Task data >>
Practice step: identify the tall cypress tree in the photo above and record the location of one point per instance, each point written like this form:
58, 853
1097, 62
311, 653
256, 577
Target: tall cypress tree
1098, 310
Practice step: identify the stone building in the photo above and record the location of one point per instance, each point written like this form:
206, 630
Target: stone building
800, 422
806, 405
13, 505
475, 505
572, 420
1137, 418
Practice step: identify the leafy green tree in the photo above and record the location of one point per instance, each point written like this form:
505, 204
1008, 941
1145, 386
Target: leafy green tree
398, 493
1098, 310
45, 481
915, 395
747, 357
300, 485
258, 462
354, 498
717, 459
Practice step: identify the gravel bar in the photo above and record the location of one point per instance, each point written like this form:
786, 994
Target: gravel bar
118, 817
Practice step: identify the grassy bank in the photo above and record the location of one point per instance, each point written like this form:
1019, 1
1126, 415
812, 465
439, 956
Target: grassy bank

Short task >>
Copy all of the material above word for word, line by line, without adding, dropping, or changing anything.

Solution to this problem >>
Practice step: identify the tall cypress tree in the photo above and record the location of one point per instance, each point written like this form:
58, 853
1097, 62
311, 653
256, 577
Target: tall cypress tree
1098, 310
Practice step: identify the stone building in the photo above and record the location of one point per instance, each point written like this form:
206, 630
Target: stone building
800, 422
806, 405
13, 505
475, 505
572, 420
1137, 418
Practice step: identify the leafy green tree in the photo above and record the location of one point per instance, each point written like this form:
505, 204
1008, 941
1145, 386
Target: leafy green tree
398, 493
1098, 310
45, 481
915, 395
747, 357
300, 485
258, 462
354, 498
717, 459
Practice step: identify the gravel bar in the photo above and record the location of one point per instance, each point written like this form:
786, 994
Target: gravel bar
118, 817
Practice step: identify the grassy bank in the photo above and record the location of one point per instance, each point written like this form:
1019, 1
1126, 415
812, 465
439, 956
Target: grassy bank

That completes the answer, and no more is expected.